■ **Exercise task**: All of the data should be output character for character, except the pictures.

■ **Exercise inputs**:
— Begin —

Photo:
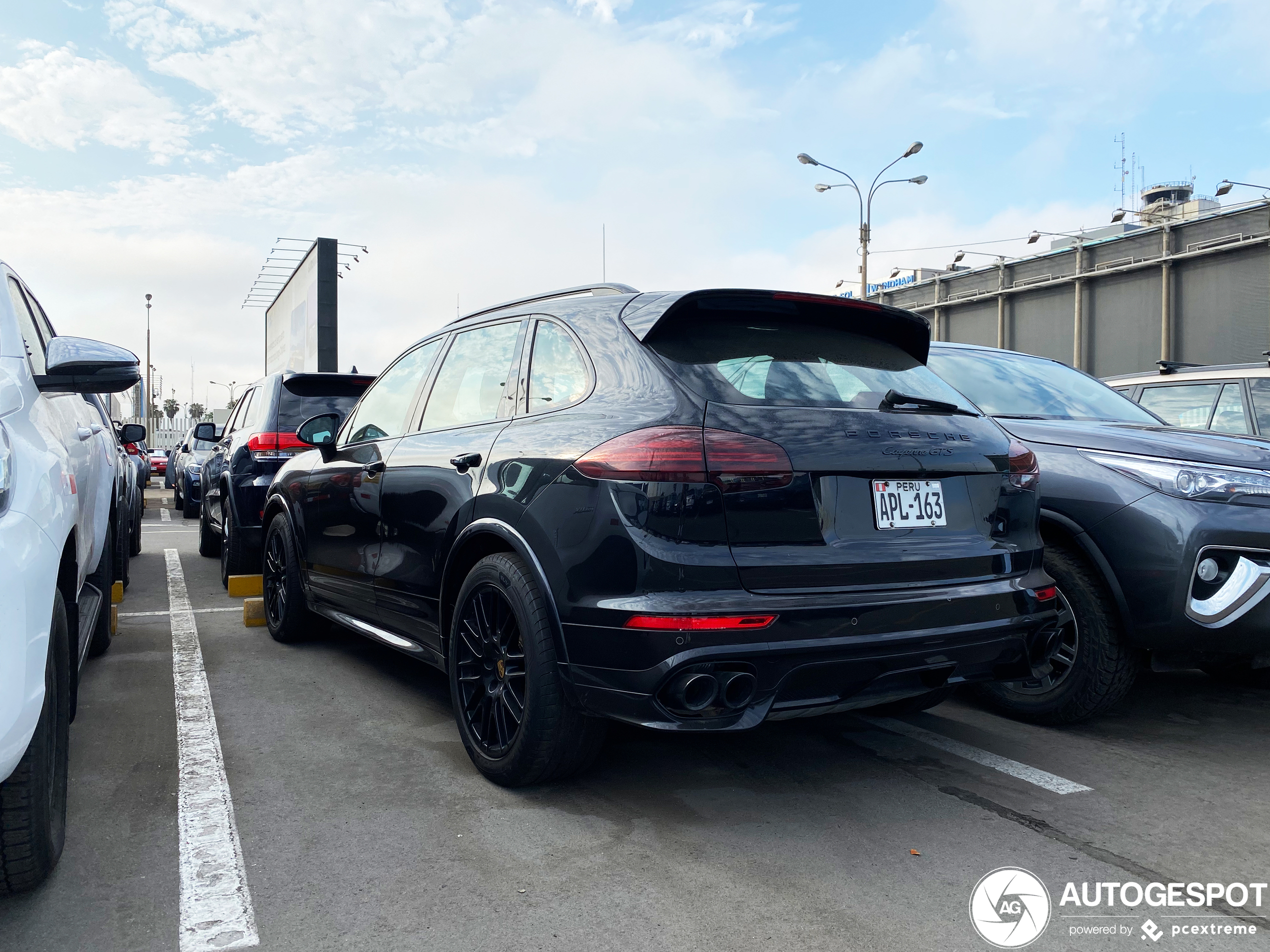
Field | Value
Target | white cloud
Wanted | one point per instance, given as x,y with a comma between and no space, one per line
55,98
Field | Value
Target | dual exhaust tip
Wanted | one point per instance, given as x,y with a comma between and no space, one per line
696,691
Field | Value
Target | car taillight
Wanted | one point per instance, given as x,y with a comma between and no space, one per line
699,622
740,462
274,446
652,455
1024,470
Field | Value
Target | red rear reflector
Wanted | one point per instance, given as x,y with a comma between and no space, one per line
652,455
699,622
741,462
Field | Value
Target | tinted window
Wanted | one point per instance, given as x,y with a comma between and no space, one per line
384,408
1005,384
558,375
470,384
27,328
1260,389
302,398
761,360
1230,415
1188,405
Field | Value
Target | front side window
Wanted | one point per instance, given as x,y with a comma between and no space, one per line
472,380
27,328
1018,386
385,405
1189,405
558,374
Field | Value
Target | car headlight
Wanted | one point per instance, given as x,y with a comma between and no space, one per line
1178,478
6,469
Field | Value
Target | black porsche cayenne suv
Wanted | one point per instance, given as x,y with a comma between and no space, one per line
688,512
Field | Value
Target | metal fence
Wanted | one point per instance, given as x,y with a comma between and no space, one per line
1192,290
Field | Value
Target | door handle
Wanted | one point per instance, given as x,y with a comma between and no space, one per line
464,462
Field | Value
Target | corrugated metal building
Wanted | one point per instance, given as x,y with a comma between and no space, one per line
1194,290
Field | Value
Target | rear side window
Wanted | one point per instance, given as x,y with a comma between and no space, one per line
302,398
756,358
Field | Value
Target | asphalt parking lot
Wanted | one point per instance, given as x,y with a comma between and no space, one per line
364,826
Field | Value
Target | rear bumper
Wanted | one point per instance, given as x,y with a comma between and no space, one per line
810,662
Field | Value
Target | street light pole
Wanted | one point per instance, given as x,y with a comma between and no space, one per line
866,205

— End —

■ **Expected answer**:
Photo:
Field | Value
Target | white cloud
Wanted | one point per instance, given as x,y with a comma between and no space, one per line
55,98
Field | Value
Target | dual exhaust tip
Wanted | one point per instance, given as x,y with a comma between and no space, one per line
696,691
Field | Value
Target | car taillight
Wanted | one point per instance, given as x,y with a comma between and no space, one per line
699,622
740,462
274,446
652,455
1024,470
Field | Value
Target | red rear reflector
Wanted | one point per instance, given as x,y with a comma between and no space, one per line
652,455
699,622
741,462
Field | Value
Target | tinted window
Wanted | one point per instance, given as x,y with a comma between and no space, one per line
384,408
1005,384
558,375
470,384
27,328
1260,389
302,398
761,360
1230,415
1188,405
Field | Value
Target | front side window
Wanted | one point per instance, given as x,y with a comma between and no space, one per line
472,380
27,328
1018,386
385,405
1189,405
558,374
Field | Value
Target | car headlight
Wanted | one point per instance, given as x,y with a comma between and no space, one per line
1178,478
6,469
Field | Value
Target | black porsche cayenne suv
Wanted | one point per instance, given as x,y with a comma between and no space, one per line
688,512
Field | Value
Target | metal fence
Wanted | one point per instance, given as x,y with a comma between and no space, one per line
1192,290
Field | Value
Target | door handle
Wanted | one point per instance, given as x,y with a comma between and no space, one per line
464,462
Field | Value
Target | corrugated metal building
Wanted | one point per instance, given as x,y with a comma between and no space, one per line
1194,290
Field | Value
Target | rear side window
Wanted | one point per instance, given as x,y with a comma between and no space, one per line
302,398
756,358
Field | Value
Target | asphalt parking lot
Wanted | one point per instance, given as x,y with a comma between and no space, one per line
364,826
Field | Value
Target | rear bumper
Wanted | one point per instance, given as x,y with a comma between and no space, one per line
810,662
Field | Value
Target | street light pole
Wanted | one point per instance, given as x,y with a comma between and no space, one per line
866,205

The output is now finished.